WHAT YOU WILL DO
Print the entries in full, word for word, but not the pictures.

[Dataset records about object locations]

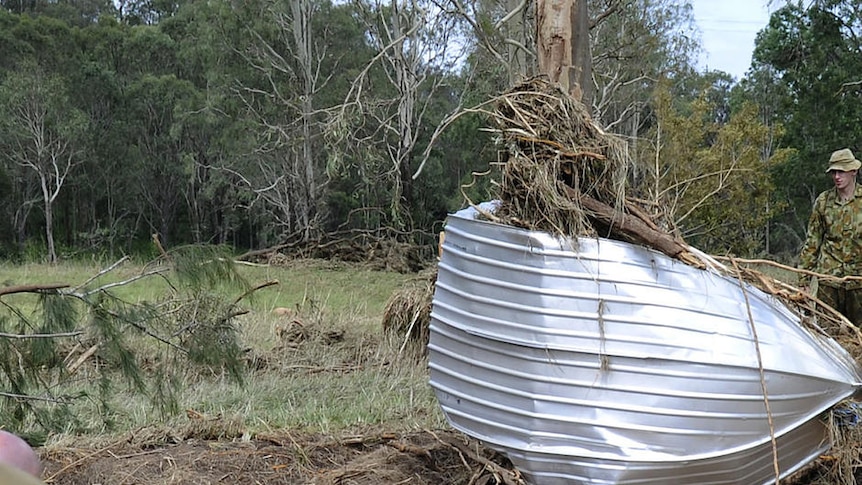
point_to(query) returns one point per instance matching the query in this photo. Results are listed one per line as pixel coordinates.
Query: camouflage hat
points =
(843, 160)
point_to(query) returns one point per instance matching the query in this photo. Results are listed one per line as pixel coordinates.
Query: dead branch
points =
(47, 288)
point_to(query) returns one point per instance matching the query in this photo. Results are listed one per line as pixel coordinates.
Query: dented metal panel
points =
(597, 361)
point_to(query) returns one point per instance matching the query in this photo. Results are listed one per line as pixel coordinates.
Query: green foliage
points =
(712, 176)
(807, 64)
(149, 345)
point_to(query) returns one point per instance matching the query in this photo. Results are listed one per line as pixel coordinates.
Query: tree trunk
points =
(563, 46)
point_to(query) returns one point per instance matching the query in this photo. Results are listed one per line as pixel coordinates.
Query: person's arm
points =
(811, 249)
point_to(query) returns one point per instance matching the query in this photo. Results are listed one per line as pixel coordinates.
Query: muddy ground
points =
(426, 457)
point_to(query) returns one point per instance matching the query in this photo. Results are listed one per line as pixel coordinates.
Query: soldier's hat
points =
(843, 160)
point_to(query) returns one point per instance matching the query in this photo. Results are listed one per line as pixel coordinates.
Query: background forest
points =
(260, 122)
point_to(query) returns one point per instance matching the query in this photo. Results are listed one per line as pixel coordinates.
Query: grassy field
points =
(317, 359)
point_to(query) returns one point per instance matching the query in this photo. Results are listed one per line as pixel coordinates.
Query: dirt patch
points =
(427, 457)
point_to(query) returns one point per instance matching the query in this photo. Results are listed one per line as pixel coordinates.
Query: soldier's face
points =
(843, 179)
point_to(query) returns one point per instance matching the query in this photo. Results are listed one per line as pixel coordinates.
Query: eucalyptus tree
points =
(808, 60)
(417, 46)
(43, 136)
(635, 43)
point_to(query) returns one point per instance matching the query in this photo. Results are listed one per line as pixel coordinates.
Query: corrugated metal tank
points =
(597, 361)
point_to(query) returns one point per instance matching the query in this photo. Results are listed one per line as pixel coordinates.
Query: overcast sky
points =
(727, 30)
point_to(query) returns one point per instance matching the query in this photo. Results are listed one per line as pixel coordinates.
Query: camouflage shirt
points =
(834, 243)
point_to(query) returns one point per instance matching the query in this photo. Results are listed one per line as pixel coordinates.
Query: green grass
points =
(327, 367)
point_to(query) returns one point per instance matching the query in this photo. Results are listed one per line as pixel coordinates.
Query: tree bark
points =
(563, 46)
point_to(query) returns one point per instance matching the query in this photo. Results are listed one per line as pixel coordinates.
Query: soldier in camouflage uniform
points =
(834, 243)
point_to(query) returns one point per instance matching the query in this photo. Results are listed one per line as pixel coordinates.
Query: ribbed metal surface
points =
(610, 363)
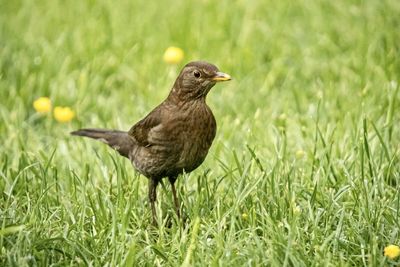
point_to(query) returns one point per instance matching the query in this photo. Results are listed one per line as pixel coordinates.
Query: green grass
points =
(321, 77)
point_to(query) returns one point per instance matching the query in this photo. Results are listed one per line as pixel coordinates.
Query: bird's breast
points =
(197, 135)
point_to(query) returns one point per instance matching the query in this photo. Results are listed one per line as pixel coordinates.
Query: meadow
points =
(304, 170)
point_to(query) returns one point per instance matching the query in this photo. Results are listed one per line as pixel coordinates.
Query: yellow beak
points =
(220, 77)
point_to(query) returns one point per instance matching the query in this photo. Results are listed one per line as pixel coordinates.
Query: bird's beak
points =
(220, 77)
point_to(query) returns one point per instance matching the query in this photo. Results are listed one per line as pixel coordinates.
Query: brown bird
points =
(175, 136)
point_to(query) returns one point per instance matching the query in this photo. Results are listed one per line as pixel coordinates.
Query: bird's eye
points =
(197, 74)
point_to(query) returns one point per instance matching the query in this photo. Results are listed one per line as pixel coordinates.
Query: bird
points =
(175, 137)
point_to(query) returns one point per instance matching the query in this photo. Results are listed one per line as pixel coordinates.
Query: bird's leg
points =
(176, 201)
(153, 198)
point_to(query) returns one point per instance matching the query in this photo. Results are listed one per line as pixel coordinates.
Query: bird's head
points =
(196, 79)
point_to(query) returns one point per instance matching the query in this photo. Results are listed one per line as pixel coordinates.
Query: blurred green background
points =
(303, 172)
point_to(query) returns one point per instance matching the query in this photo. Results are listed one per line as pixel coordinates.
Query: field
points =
(304, 170)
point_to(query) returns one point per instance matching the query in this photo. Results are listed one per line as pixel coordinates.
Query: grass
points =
(305, 167)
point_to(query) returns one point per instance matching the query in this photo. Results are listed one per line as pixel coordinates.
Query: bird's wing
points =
(154, 129)
(140, 131)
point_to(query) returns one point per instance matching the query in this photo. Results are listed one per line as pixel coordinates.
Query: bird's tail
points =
(119, 140)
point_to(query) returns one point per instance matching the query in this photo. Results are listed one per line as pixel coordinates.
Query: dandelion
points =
(63, 114)
(300, 154)
(42, 105)
(173, 55)
(392, 251)
(296, 210)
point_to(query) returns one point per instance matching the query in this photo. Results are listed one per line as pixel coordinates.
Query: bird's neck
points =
(181, 97)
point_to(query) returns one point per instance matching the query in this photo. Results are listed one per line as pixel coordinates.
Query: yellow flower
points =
(392, 251)
(300, 154)
(42, 104)
(173, 55)
(63, 114)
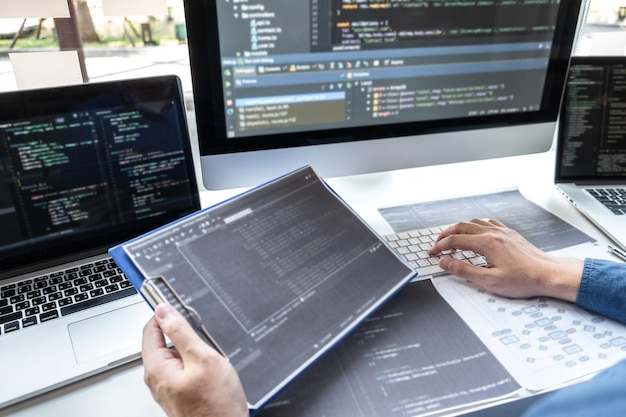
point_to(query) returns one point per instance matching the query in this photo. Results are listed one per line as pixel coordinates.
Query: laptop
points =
(591, 147)
(82, 168)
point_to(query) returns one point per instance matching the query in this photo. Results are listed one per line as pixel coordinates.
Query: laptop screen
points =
(85, 167)
(592, 134)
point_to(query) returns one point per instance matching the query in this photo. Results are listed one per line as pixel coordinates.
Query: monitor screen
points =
(354, 86)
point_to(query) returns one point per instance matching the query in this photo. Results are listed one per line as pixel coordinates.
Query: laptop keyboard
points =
(413, 246)
(612, 198)
(38, 300)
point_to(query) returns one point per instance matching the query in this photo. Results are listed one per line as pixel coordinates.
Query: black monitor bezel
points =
(204, 52)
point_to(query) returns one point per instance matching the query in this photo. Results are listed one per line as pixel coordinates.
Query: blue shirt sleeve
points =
(603, 395)
(603, 288)
(602, 291)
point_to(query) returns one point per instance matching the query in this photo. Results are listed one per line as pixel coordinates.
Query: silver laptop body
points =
(81, 169)
(591, 148)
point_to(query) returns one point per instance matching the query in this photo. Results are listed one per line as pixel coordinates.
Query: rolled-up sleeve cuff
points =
(603, 288)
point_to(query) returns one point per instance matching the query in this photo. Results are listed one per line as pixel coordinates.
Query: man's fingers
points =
(153, 340)
(178, 329)
(462, 269)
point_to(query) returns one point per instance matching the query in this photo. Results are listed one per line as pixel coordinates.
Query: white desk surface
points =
(121, 392)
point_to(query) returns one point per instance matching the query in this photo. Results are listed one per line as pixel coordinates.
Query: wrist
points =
(562, 278)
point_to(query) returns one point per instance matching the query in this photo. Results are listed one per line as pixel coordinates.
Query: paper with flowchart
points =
(543, 342)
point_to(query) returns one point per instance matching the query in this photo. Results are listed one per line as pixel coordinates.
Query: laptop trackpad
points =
(116, 331)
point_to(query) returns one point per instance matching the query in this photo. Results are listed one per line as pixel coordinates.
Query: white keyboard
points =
(414, 244)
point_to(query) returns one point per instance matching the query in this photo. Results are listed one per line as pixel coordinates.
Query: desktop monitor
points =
(361, 86)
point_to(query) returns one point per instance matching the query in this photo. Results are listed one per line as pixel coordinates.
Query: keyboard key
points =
(97, 301)
(11, 327)
(11, 317)
(29, 321)
(49, 315)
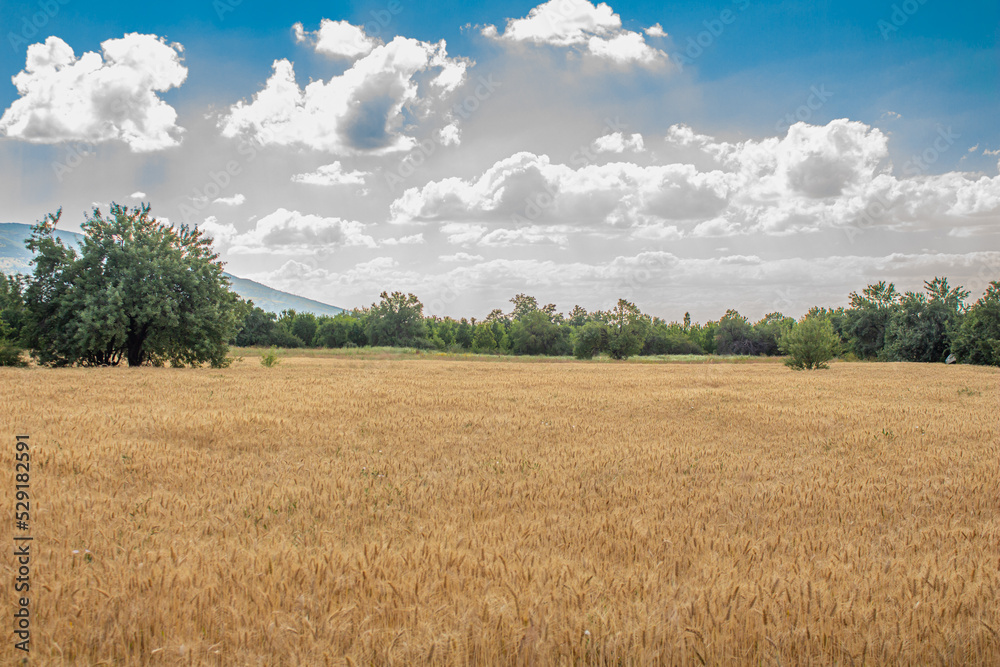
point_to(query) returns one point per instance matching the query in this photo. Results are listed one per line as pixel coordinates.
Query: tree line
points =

TASK RESPONSE
point_to(query) returns one point per instance matching the query in this photo. Results are listed one per line as pixel coordinates.
Query: camouflage hat
points =
(843, 160)
point_to(query) returns one point per instance matching the query in this photo. Results are listed one per line as pixel coordinates.
Query: dead branch
points =
(47, 288)
point_to(query) returns one point per instance matching the query in this photo. Results are listed one per line as pixel coordinates.
Query: dented metal panel
points =
(597, 361)
point_to(query) returns one point per instance matching the query in this photo. Results are listed one per line as pixel coordinates.
Query: green foliage
points =
(712, 176)
(807, 64)
(149, 345)
point_to(query) returns one point per instance matching the query in this photo. Results are listed one per line as pixel coordinates.
Query: tree trunk
points =
(563, 46)
point_to(query) returns one point per instance matching the query in this photo. Results are listed one per line as pixel coordinates.
Query: person's arm
points =
(811, 249)
point_to(query) returns one point per instance matching the query in this photo. Results are listed one per line as pixel coordinates.
Query: muddy ground
points =
(426, 457)
point_to(query) returns one point per instance matching the query in this photo. Results are listed one per line as pixel coordinates.
Query: soldier's hat
points =
(843, 160)
point_to(query) returns one point per instance matching the query in this photo. Results are listed one per line as pixel coordinates.
Query: background forest
points =
(260, 122)
point_to(query) returns one point per instance matching the query in this photo. Results are listed one per line as pixel coordinates.
Query: grassy field
points =
(317, 359)
point_to(query) returns one point per instance matching the query in this photo. Results are listed one per line as pixel coordinates.
Query: dirt patch
points =
(427, 457)
point_to(query) returns one point per instance matching the query in this photo. Results are listed one per line as pixel coordinates.
Query: soldier's face
points =
(843, 179)
point_to(query) returns one point per instance matching the query in this photo. Results are listed one per line as pixel coordinates.
Query: eucalyptus tree
points =
(808, 60)
(417, 46)
(43, 136)
(635, 43)
point_to(query) returns one point per instance matching the query in this photo. Results are listed one per line as pixel coordinates.
Query: corrugated metal tank
points =
(597, 361)
point_to(query) returns one point per instance matching the query in this photo. Results are listed one per line as pixel coordinates.
Query: overcast sky
points =
(727, 30)
point_to(query) returns one point per instance matching the query in this photo. Results are listed one per line as pixel coordinates.
Query: camouflage shirt
points =
(834, 243)
point_to(query) returns one point per instance matching the query in this photo. Results are listed one per line as pixel coordinates.
Query: green grass
points =
(327, 367)
point_to(query) returns one point per instance matching the query in this photo. Results are listed one per line as pixel coordinates.
Query: tree bark
points =
(563, 46)
point_to(query) returns one point per instance matching the query in this photo. Results are listed one per line as pixel coordinates.
Query: soldier in camouflage uniform
points =
(834, 243)
point_to(query) returns one point per instance matching the query in this photo. Results are listed one per line as pixel coordinates.
Query: ribbed metal surface
points =
(610, 363)
point_to(query) returns one point per instance matching the query in this photo. Results are listed one per line as pixel coordinates.
Query: green grass
points =
(321, 77)
point_to(query) returns one point per instance matching the query in this photo. Results are listed one per line as pixel coordinates.
Query: bird's breast
points =
(197, 135)
point_to(query) returns one point per instance matching the query in this photo. Results are listed one per line as pixel coordinates.
Query: meadow
points =
(304, 170)
point_to(query) returns one point per instance matching the query in this photo. Results are listed one per line as pixel coordinates.
Query: yellow beak
points =
(220, 77)
point_to(query) returns one point per instance matching the query in this photo. Results are listed one per line as pixel coordinates.
Query: bird's beak
points =
(220, 77)
point_to(query) returns one point per instance matching the query in this photo. Results are listed one per line as pixel coordinates.
Query: brown bird
points =
(175, 136)
point_to(query) returns one point per instance matching the query in this photo. Results are listed one per line as pixel coordinates.
Query: bird's eye
points =
(197, 74)
point_to(query) returns one point per instance matching the query in this photo. Results are listed one per line as pixel coordinates.
Query: bird
points =
(175, 137)
point_to(query) returns one point per instance matching the query in this photo. Results are listed one per line as pixel coordinates.
Query: bird's leg
points =
(176, 201)
(153, 198)
point_to(query) returns one point per instance matching the query in this photo. Results are listed one per line as pixel coordinates.
Query: bird's head
points =
(196, 79)
point_to(query) returns one point per instance matching the query in this photo. Results are listed one per line as pixel coordinates.
Query: blurred green background
points =
(303, 172)
point_to(query) returns one point per instance matching the query in this photo. Results are listed one per line as pixel coordinates.
Query: field
points =
(304, 170)
point_to(query) returns one point per instance matching the query in this photo. Results are listed one per line as pixel coordinates.
Query: grass
points =
(305, 167)
point_to(query) returns one point per instance matching the query in this photo. Results are listed one per line as pixel coordinates.
Query: bird's wing
points =
(154, 129)
(140, 131)
point_to(query) returns one point per instance matching the query in this photo. Results are listed one per line as pixel coordinates.
Query: bird's tail
points =
(119, 140)
point_to(query) returns one point per instance matching the query in this photo. Results are listed one per line as pixel coordinates.
Query: dandelion
points =
(63, 114)
(300, 154)
(42, 105)
(173, 55)
(392, 251)
(296, 210)
point_to(query) returns one point per instance matching the query in this photo. Results are listed one per line as pixel coordinates.
Query: bird's neck
points =
(181, 97)
point_to(query) returns one point per instance matching the query in this photo. Results are listed one per line as pixel coordinates.
Query: yellow flower
points =
(392, 251)
(300, 154)
(42, 104)
(173, 55)
(63, 114)
point_to(query) returns one point per instance matching the query in this photo. Results are listed one per line as pixel coordinates.
Query: laptop
points =
(591, 147)
(82, 168)
point_to(query) returns one point per instance matching the query in this photo. Results are listed one per line as pixel coordinates.
Query: laptop screen
points =
(85, 167)
(592, 134)
point_to(query) returns one point per instance matching the query in this photo. Results are listed one per line as pixel coordinates.
Query: monitor screen
points =
(354, 86)
point_to(query) returns one point per instance matching the query in this photo. Results are listed one per line as pixel coordinates.
Query: laptop keyboard
points =
(413, 246)
(612, 198)
(38, 300)
point_to(query) returns one point per instance matching the query in this photo. Results are listed one per line as pixel coordinates.
Query: black monitor bezel
points =
(204, 52)
point_to(query) returns one point per instance matching the query in this photo. Results are listed one per line as pixel coordinates.
Query: blue shirt sleeve
points =
(603, 395)
(603, 288)
(602, 291)
point_to(query) returns one point per instance matching the query in this photo. Results are listed one per line as pixel coordinates.
Query: silver laptop body
points =
(81, 169)
(591, 148)
point_to(query) returns one point per instance matching the query in this photo. Results are listed one per line as pixel coordinates.
Query: rolled-up sleeve cuff
points =
(603, 288)
point_to(query) returns one point per instance matching the query in this photo. Results are listed one per line as pixel coordinates.
Query: man's fingers
points =
(153, 340)
(178, 329)
(462, 269)
point_to(query) returns one point per instance matching the query in this photo. Results are listed one per line as pixel coordinates.
Query: white desk surface
points =
(121, 392)
point_to(query) returns one point per instance matching the query in this photo. Results are listed one per line as pixel coordinates.
Query: wrist
points =
(562, 278)
point_to(query) returns one point per instance matching the query in this photo. Results are listed one per line as pixel coordinates.
Query: paper with flowchart
points =
(543, 342)
point_to(query) returns one point per instance matching the query in this photo. Results are listed one per line as pixel coordinates.
Query: laptop trackpad
points =
(116, 331)
point_to(query) returns one point per instance matching the query in this photo. Results are listed one per line as pixel coordinates.
Query: white keyboard
points =
(414, 244)
point_to(query) returns one point per instance matching the query in this photo. Results are listed one per line as pixel coordinates.
Query: desktop monitor
points =
(361, 86)
point_to(query) returns one point per instance matching the query in this photo. Results are listed one per line as pixel coordinates.
Query: keyboard key
points =
(97, 301)
(11, 327)
(11, 317)
(29, 321)
(49, 315)
point_to(query) returns one point per instance matching the query in this photo. Results are listed one per line as pixel coordinates.
Query: tree line
points =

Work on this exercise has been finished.